What you are asked to do: Starting from the line containing "Provide the mask of every instance of the white", give again every line through the end of the entries, word for word. Pictures stay out of the copy.

Data excerpts:

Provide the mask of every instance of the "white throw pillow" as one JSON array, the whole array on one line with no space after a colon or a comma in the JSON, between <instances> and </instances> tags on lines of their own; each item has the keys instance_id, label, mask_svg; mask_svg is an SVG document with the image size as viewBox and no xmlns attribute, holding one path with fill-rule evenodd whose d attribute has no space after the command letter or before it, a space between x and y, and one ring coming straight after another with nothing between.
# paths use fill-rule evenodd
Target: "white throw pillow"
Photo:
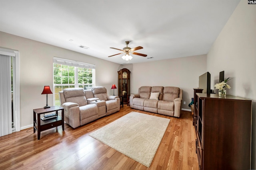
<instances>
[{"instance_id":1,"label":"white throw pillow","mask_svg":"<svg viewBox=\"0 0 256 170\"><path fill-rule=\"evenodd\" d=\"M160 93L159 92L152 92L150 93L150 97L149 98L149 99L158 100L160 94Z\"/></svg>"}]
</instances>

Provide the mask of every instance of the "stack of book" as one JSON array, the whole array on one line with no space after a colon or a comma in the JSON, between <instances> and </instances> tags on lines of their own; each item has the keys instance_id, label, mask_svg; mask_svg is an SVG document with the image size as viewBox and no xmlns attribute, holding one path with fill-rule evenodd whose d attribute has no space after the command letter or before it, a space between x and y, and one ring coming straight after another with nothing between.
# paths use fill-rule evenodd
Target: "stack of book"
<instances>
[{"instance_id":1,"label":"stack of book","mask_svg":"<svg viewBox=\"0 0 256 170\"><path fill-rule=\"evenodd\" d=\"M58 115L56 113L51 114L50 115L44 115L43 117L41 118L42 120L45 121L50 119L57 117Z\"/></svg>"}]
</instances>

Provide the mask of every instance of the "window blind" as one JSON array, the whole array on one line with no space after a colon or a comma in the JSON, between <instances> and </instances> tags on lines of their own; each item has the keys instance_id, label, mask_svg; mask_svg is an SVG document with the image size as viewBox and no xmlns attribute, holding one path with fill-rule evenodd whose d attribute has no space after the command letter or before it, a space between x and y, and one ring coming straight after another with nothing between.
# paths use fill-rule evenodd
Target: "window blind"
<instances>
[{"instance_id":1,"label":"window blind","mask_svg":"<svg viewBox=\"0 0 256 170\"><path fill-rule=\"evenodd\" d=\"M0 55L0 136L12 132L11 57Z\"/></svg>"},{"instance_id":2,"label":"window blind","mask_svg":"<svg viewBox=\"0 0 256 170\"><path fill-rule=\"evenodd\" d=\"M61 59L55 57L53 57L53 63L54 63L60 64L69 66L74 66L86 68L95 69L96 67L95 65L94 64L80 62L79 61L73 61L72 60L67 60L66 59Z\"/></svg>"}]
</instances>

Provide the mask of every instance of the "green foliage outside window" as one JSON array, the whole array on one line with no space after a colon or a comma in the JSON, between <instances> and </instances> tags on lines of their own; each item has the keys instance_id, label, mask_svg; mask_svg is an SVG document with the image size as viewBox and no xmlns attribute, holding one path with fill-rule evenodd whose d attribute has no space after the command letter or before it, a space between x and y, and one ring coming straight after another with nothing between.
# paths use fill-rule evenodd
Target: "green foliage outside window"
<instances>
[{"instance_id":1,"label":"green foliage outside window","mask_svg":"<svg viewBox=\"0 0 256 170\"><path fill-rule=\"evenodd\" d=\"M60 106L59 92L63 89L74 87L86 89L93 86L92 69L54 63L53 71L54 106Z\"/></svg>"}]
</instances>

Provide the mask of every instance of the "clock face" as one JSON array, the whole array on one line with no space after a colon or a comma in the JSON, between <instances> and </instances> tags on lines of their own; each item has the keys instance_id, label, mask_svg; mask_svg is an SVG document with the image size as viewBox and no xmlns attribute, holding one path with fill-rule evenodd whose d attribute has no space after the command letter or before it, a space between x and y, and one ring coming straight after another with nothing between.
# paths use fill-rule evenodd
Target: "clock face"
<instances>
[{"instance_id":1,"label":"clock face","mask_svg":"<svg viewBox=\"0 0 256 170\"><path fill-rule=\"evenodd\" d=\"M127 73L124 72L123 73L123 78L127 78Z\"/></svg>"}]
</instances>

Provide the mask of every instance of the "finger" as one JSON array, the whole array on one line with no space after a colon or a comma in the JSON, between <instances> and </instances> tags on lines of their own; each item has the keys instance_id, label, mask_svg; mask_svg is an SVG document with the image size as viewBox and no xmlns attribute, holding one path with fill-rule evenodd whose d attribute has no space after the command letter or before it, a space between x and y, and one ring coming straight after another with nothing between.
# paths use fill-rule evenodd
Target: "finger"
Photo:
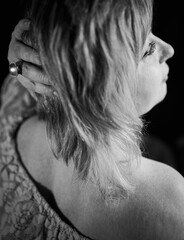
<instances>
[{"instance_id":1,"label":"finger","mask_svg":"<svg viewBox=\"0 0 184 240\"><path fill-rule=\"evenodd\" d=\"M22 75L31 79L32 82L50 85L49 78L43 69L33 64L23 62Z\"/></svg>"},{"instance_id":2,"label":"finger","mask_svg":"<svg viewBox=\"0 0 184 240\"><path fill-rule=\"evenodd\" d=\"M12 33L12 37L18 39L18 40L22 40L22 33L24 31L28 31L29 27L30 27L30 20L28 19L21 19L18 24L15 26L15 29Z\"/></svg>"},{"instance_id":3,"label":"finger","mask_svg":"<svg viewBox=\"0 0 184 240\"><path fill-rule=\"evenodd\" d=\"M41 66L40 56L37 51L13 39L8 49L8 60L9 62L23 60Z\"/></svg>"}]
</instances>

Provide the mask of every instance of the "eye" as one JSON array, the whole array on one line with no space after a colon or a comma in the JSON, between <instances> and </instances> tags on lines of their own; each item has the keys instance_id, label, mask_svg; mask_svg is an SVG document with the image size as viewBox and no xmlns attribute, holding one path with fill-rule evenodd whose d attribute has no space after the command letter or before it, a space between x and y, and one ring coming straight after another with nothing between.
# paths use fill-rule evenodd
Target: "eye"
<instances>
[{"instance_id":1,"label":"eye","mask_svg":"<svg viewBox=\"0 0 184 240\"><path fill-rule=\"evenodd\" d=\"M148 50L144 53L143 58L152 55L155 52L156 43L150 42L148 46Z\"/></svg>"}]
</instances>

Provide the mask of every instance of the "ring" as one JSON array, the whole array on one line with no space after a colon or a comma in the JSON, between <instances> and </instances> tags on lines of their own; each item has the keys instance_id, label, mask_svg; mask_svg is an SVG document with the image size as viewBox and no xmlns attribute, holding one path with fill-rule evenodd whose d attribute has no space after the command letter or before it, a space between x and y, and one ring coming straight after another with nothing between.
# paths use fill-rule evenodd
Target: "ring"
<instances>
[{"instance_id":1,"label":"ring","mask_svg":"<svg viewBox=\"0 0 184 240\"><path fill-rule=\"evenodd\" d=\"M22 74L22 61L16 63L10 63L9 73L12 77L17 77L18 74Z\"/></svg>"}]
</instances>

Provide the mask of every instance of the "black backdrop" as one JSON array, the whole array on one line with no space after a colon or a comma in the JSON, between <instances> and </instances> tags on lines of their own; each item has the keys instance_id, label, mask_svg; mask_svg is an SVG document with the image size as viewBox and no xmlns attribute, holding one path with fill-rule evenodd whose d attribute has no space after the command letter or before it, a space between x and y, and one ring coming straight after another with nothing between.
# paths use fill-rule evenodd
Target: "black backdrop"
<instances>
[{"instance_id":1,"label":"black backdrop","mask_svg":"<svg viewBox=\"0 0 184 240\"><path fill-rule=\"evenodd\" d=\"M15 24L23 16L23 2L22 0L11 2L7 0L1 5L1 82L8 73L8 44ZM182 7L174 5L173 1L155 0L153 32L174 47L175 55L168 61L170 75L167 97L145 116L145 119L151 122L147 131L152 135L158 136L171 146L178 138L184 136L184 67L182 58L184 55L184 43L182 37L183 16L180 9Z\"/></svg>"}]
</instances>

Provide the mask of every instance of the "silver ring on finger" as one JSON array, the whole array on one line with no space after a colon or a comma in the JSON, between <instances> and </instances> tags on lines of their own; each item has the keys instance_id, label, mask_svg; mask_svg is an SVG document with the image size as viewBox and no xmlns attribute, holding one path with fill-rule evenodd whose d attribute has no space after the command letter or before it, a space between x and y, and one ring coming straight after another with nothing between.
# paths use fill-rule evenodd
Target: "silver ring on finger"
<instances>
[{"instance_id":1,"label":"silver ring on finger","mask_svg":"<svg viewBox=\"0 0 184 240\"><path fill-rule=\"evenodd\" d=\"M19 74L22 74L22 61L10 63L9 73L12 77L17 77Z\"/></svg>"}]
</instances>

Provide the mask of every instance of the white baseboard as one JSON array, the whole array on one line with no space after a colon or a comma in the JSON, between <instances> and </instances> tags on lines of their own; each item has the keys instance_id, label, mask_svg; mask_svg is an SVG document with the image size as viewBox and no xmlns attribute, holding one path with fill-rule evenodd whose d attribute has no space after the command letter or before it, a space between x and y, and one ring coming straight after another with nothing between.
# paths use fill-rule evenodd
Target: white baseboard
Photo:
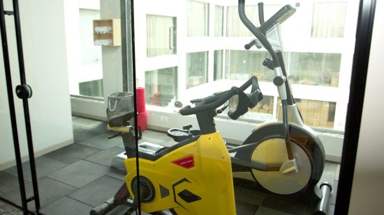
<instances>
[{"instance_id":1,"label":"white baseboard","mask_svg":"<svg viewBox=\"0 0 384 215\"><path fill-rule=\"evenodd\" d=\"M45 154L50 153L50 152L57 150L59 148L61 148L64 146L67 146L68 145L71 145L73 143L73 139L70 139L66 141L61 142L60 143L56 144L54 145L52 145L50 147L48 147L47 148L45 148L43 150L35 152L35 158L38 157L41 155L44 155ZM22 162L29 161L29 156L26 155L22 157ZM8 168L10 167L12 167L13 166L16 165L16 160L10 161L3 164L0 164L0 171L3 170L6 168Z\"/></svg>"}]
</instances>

Reply:
Provide the mask of every instance of the white baseboard as one JSON array, the whole array on one line with no space after a colon or a comma in the JSON, between <instances> and </instances> tags on lines of their own; each item has the keys instance_id, label, mask_svg; mask_svg is an SVG document with the image size as viewBox and no xmlns attribute, holding one path with fill-rule evenodd whose d attribute has no space after the command letter or before it, a space between x and y, and one ring coming straight after another with nothing between.
# paths use fill-rule evenodd
Target: white baseboard
Photo:
<instances>
[{"instance_id":1,"label":"white baseboard","mask_svg":"<svg viewBox=\"0 0 384 215\"><path fill-rule=\"evenodd\" d=\"M45 154L50 153L50 152L57 150L59 148L61 148L64 146L67 146L68 145L71 145L73 143L73 139L70 139L66 141L61 142L60 143L56 144L54 145L52 145L50 147L48 147L47 148L45 148L43 150L35 152L35 158L38 157L41 155L44 155ZM22 162L29 161L29 156L26 155L22 157ZM8 168L10 167L12 167L13 166L16 165L16 160L10 161L3 164L0 164L0 171L3 170L6 168Z\"/></svg>"}]
</instances>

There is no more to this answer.